- [Task]:
Everything from the line containing "Indicate every instance of the large" to the last line of the records must be returned verbatim; nothing else belongs in the output.

- [Data lines]:
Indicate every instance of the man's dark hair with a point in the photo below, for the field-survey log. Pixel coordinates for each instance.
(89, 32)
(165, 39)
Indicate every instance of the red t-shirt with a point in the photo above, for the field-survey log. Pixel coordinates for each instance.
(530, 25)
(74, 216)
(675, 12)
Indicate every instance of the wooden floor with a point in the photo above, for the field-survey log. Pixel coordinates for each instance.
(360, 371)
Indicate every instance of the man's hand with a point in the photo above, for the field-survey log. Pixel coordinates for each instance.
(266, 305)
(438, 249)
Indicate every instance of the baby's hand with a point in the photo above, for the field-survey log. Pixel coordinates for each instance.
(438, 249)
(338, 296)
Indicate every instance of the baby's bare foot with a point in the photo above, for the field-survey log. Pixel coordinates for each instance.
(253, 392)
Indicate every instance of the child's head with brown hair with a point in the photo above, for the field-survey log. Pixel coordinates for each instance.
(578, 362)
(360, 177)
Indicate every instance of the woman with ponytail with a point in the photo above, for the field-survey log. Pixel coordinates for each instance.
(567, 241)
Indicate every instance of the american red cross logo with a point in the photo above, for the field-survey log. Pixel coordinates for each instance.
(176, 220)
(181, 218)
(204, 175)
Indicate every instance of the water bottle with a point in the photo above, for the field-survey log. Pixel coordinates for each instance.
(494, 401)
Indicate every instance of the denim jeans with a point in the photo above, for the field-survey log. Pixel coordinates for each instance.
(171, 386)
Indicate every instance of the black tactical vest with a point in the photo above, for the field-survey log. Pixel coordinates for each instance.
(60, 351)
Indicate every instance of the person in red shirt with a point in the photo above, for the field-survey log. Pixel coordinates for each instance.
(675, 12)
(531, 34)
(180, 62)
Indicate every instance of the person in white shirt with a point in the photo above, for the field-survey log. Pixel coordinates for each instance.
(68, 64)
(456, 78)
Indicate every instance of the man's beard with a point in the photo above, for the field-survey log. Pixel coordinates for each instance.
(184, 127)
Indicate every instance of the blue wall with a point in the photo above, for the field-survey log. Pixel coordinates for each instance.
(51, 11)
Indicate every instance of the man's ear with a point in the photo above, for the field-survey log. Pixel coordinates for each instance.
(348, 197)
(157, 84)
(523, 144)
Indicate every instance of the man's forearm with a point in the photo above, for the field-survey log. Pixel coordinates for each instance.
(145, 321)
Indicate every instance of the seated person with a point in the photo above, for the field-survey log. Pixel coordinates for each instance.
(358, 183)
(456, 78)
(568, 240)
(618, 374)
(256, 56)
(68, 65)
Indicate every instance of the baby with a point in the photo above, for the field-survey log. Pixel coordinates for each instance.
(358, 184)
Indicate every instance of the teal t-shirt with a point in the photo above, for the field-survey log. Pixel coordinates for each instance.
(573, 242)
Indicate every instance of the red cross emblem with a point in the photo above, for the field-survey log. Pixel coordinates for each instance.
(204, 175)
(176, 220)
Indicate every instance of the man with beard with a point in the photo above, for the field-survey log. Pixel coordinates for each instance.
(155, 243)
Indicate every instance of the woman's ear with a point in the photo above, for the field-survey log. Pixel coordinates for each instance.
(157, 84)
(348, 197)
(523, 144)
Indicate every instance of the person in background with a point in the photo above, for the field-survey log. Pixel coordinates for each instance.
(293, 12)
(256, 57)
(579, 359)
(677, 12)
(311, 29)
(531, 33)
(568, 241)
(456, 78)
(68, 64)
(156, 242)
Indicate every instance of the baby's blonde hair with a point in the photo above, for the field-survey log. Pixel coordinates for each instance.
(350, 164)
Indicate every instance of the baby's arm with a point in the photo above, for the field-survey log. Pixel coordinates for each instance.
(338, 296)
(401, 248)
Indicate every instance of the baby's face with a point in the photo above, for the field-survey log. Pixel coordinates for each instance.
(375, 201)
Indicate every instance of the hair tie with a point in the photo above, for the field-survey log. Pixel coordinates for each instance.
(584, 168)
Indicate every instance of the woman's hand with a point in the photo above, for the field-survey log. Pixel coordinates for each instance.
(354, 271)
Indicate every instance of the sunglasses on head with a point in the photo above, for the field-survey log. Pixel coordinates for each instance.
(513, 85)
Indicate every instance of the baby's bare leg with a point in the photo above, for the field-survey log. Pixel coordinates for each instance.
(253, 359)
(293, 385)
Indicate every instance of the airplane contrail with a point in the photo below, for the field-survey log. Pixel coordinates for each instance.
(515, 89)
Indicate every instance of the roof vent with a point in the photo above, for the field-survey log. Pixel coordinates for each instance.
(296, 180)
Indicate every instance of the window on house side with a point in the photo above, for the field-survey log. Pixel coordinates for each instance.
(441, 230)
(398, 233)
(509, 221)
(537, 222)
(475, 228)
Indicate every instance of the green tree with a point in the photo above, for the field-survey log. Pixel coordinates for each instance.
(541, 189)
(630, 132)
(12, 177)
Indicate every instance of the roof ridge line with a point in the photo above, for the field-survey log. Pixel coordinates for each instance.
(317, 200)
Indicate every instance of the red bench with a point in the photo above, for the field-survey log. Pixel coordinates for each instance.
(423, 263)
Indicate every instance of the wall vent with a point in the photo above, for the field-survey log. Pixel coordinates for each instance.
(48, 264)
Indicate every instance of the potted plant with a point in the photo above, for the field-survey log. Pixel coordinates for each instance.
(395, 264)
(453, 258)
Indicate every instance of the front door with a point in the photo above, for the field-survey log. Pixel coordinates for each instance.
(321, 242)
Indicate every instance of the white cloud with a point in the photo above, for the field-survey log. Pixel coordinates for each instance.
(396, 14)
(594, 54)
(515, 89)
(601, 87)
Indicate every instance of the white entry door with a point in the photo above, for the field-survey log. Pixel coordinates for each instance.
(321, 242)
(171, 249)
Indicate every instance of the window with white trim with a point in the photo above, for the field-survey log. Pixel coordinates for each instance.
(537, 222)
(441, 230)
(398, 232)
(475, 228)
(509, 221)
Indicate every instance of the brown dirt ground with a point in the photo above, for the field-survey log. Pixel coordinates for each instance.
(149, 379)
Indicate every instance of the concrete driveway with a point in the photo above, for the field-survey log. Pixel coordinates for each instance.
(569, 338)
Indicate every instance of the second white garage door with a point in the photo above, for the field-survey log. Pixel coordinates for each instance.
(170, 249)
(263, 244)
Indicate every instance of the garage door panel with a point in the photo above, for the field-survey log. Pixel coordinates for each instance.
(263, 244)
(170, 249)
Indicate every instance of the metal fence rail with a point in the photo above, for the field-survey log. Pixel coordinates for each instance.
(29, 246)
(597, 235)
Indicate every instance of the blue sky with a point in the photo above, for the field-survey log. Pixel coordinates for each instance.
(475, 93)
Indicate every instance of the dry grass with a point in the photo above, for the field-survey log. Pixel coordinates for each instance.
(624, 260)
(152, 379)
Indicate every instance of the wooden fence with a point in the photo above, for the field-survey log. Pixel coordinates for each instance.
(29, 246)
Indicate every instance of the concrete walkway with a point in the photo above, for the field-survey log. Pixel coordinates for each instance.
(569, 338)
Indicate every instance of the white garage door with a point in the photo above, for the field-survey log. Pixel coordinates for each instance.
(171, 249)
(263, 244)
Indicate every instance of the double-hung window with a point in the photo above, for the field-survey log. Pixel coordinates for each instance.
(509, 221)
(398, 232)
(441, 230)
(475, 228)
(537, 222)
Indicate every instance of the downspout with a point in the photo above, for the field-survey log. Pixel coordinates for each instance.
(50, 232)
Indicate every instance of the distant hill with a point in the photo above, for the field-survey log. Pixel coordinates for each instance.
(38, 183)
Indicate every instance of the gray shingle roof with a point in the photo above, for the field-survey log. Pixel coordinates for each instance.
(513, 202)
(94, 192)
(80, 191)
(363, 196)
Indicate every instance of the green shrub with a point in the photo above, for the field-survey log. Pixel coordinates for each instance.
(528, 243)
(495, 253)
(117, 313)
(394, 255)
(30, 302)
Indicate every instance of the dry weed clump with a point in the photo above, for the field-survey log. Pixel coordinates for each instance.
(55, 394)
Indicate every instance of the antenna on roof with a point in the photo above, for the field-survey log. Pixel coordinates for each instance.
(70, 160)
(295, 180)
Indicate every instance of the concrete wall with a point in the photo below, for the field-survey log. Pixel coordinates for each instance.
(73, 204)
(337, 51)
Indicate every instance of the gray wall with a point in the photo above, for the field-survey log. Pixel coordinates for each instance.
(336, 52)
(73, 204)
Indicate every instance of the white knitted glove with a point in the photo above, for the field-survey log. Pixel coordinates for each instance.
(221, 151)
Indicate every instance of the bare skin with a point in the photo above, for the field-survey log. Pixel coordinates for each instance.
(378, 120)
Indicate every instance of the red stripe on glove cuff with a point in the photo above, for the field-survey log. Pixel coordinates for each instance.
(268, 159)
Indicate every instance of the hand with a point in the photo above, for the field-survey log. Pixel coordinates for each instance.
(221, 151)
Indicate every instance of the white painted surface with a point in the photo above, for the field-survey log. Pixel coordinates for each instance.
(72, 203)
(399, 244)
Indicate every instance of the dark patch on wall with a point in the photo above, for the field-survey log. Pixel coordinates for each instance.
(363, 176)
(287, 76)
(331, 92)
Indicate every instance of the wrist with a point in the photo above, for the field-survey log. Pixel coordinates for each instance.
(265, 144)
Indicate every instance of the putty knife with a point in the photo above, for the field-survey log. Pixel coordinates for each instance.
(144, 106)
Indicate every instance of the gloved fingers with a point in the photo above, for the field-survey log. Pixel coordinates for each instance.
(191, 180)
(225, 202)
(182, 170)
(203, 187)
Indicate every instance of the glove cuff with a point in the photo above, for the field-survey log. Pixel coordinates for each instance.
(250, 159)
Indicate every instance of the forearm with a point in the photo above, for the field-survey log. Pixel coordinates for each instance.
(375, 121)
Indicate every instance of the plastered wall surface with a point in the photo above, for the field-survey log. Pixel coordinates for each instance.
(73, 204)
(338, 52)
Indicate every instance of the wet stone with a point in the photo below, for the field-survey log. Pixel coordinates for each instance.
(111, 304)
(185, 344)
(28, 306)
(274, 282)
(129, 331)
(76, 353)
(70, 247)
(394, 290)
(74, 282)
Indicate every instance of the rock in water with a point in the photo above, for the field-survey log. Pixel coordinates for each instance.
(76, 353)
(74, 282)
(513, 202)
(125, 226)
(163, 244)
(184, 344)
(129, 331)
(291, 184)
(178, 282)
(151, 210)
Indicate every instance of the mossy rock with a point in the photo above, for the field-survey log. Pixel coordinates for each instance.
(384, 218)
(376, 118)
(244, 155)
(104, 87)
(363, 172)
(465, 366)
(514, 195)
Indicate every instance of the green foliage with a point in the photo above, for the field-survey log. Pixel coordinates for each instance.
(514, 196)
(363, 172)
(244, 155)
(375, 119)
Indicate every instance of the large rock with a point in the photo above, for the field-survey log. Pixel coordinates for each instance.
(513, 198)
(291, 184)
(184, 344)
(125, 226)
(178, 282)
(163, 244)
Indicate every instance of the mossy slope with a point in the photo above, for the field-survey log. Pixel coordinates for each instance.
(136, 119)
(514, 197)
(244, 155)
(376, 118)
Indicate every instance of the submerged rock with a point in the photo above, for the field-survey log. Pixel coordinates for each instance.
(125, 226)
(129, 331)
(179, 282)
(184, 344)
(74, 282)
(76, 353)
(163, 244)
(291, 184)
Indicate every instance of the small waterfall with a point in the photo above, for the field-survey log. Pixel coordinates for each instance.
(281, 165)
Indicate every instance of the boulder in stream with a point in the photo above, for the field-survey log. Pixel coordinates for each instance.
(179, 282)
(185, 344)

- [Result below]:
Indicate every instance of the large rock with a point in the photo above, for the field-survey log. Pixel coordinates for each instance.
(513, 198)
(291, 184)
(184, 344)
(125, 226)
(178, 282)
(163, 244)
Indicate every instance of the mossy slope with a point in the photo above, for the field-survey log. Pixel coordinates for each instance.
(136, 119)
(514, 197)
(244, 155)
(376, 118)
Indicate every instance of the submerged rock with a point in the photo above, for the field-survey log. Pixel coordinates for each instance.
(125, 226)
(129, 331)
(179, 282)
(184, 344)
(74, 282)
(76, 353)
(163, 244)
(291, 184)
Indicate every instance of the small waterfall with a point in the photo above, for the field-survey log. Pixel coordinates for each instance.
(281, 165)
Indicate every instance of the boulder in stream with a point in the photo above, for the field-survey log. Pixel coordinates for each instance.
(179, 282)
(185, 344)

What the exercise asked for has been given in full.